• **Extrait choisi**
----

Après La Mort de Dante Lazarescu, le réalisateur roumain offre avec Aurora (à voir en salles depuis mercredi) une expérience de cinéma au moins aussi forte, proprement exceptionnelle. Se déroulant pourtant au fil d'un quotidien (presque) "sans histoire", le film révèle peu à peu l'ordinaire humiliation d'un homme tout aussi ordinaire. Jusqu'à l'instant où le monde bascule parce que...
...l'homme prend sa revanche sur une vie qui ne cesse de le blesser et qu'il passe à l'acte, franchissant le tabou absolu : prendre à son tour la vie d'un autre, en tuant.
Mais à quel moment, exactement, un homme devient-il un criminel ? Le film se clôt sur une séquence magnifique où le spectateur, ayant partagé l'intimité du héros, ressent l'étiquetage de son acte par ceux qui veulent comprendre, classer et justifier, comme un acte presque aussi criminel et inhumain. Cristi Puiu, qui interprète également le rôle principal, nous raconte comment il a placé son film sur cet axe unique — sombre mystère : le coeur de l'homme. Et Aurora ressemble alors à une odyssée intérieure.

----

• **Consignes**
1. Reproduisez, dans l'extrait consacré au film Aurora, tout le passage allant de « Après La Mort » jusqu'à « bascule parce que... ».
2. Résumez en deux phrases l'extrait consacré au film Aurora.

----

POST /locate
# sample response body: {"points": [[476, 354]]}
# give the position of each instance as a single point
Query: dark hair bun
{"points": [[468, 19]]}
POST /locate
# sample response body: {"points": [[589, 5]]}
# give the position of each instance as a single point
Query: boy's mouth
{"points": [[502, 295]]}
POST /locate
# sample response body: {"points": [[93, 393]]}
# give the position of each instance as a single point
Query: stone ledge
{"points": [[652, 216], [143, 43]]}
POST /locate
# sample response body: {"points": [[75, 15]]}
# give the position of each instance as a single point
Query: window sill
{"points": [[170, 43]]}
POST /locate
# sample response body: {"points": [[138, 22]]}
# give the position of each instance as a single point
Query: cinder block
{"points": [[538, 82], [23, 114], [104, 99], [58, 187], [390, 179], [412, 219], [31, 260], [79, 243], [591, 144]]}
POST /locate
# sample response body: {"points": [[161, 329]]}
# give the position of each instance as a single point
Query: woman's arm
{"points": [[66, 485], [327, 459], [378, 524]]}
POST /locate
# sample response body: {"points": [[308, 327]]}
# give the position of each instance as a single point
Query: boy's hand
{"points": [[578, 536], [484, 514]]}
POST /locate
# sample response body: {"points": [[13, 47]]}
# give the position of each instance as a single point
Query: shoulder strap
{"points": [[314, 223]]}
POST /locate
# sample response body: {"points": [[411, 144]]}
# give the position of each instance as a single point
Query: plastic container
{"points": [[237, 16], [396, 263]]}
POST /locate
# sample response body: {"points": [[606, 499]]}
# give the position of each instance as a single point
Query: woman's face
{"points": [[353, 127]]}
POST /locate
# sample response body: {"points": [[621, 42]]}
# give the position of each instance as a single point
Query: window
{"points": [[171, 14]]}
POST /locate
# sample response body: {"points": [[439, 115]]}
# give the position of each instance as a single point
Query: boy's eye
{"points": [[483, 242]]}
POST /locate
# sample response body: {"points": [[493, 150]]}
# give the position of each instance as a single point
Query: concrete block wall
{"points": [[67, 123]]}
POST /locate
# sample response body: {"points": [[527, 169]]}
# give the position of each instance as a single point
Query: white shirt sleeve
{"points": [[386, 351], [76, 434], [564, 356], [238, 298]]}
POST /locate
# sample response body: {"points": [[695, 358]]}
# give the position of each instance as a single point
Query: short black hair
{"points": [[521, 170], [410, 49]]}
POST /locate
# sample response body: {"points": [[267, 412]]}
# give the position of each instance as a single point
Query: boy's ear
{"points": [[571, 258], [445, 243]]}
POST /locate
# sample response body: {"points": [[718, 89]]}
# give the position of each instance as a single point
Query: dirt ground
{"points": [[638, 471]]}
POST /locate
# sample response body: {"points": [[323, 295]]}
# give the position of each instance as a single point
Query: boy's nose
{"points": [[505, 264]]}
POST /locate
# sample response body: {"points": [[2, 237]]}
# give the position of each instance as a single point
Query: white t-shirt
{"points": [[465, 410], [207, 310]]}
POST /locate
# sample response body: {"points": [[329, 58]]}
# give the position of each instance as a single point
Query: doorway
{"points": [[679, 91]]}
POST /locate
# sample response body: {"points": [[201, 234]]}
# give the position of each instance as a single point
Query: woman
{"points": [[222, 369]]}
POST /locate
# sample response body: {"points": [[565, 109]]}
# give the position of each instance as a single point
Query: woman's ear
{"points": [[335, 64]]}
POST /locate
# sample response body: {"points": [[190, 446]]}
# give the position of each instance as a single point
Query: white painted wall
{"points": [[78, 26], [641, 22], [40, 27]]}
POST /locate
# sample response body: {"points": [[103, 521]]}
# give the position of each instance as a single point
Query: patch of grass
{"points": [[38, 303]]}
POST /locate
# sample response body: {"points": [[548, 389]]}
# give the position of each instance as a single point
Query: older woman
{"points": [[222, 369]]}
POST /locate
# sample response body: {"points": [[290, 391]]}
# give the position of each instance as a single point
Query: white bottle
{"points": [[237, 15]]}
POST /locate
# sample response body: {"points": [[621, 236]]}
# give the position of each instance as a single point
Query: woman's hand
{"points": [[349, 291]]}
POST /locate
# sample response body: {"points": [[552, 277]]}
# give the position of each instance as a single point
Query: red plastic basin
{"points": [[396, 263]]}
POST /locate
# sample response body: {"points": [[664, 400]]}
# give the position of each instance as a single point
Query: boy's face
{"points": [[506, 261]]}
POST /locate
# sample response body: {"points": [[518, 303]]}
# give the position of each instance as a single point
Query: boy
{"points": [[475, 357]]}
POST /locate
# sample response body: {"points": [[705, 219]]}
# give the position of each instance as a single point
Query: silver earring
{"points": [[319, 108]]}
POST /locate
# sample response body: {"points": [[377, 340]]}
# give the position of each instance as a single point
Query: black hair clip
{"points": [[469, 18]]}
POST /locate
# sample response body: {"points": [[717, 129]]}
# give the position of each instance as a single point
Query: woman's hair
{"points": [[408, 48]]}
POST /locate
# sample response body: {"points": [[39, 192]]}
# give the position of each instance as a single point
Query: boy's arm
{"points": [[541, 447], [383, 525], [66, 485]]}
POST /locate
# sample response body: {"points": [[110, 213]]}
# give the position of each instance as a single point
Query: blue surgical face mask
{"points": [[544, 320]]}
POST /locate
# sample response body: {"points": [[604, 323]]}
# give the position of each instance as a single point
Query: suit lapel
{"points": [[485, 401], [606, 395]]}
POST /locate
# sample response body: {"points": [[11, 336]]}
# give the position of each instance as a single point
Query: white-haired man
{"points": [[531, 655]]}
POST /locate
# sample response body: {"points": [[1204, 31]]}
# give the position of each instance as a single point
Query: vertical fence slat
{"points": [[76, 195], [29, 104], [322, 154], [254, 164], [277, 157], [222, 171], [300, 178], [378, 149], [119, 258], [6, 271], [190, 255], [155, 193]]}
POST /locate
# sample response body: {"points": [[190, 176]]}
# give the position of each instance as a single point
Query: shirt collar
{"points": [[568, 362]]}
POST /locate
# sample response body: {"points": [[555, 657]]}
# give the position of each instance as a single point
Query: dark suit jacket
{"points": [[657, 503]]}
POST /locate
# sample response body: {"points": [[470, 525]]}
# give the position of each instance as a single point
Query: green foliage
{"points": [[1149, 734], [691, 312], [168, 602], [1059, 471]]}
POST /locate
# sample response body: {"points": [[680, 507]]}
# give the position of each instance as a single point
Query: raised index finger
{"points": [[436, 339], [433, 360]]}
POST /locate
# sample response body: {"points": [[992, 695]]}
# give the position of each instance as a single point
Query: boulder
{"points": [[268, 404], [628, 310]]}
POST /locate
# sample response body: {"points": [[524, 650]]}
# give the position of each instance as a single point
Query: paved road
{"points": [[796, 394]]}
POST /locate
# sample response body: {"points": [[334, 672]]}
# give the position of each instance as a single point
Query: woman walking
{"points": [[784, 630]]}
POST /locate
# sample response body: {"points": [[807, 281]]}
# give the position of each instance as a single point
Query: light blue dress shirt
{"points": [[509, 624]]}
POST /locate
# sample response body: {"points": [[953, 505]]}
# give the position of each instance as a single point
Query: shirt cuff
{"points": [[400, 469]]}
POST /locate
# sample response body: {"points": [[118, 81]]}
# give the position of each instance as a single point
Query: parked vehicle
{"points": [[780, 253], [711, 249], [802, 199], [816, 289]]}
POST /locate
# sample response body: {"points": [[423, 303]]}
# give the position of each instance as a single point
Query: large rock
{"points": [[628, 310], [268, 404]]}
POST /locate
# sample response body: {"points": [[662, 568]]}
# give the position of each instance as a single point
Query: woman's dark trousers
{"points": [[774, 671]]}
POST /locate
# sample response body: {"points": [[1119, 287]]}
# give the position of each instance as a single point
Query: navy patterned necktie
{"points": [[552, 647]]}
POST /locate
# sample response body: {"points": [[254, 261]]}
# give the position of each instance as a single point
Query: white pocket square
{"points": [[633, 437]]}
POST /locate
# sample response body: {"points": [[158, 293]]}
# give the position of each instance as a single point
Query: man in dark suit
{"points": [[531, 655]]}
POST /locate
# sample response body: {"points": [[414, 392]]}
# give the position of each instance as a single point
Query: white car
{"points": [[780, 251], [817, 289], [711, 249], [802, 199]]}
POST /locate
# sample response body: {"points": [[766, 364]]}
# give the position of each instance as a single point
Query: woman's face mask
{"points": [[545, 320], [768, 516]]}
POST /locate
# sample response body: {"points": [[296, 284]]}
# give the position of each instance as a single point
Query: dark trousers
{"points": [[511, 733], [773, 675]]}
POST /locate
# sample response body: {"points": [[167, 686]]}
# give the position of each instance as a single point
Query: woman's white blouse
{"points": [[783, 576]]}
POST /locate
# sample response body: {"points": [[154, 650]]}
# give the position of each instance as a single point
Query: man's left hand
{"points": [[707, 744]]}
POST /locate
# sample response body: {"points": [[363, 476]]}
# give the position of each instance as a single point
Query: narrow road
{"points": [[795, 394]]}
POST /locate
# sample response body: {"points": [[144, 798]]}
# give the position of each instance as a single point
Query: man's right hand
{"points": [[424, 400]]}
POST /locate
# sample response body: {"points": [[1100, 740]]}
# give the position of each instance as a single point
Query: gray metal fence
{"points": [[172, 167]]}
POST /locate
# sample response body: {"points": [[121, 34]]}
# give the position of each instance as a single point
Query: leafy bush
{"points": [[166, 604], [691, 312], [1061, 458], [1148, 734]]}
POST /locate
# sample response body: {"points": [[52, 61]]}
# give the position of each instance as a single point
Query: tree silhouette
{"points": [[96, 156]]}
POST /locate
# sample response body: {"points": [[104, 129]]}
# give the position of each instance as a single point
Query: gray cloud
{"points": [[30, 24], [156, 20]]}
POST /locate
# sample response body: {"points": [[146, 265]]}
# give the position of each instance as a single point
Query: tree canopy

----

• **Corrigés détaillés**
1.
Après La Mort de Dante Lazarescu, le réalisateur roumain offre avec Aurora (à voir en salles depuis mercredi) une expérience de cinéma au moins aussi forte, proprement exceptionnelle. Se déroulant pourtant au fil d'un quotidien (presque) "sans histoire", le film révèle peu à peu l'ordinaire humiliation d'un homme tout aussi ordinaire. Jusqu'à l'instant où le monde bascule parce que...

2. Dans Aurora, Cristi Puiu, réalisateur roumain de La Mort de Dante Lazarescu qui tient aussi le rôle principal, révèle peu à peu l'humiliation ordinaire d'un homme ordinaire, jusqu'à ce que celui-ci prenne sa revanche en tuant. Le film se clôt sur une séquence où l'étiquetage de cet acte par ceux qui veulent comprendre, classer et justifier paraît au spectateur presque aussi criminel et inhumain que l'acte lui-même.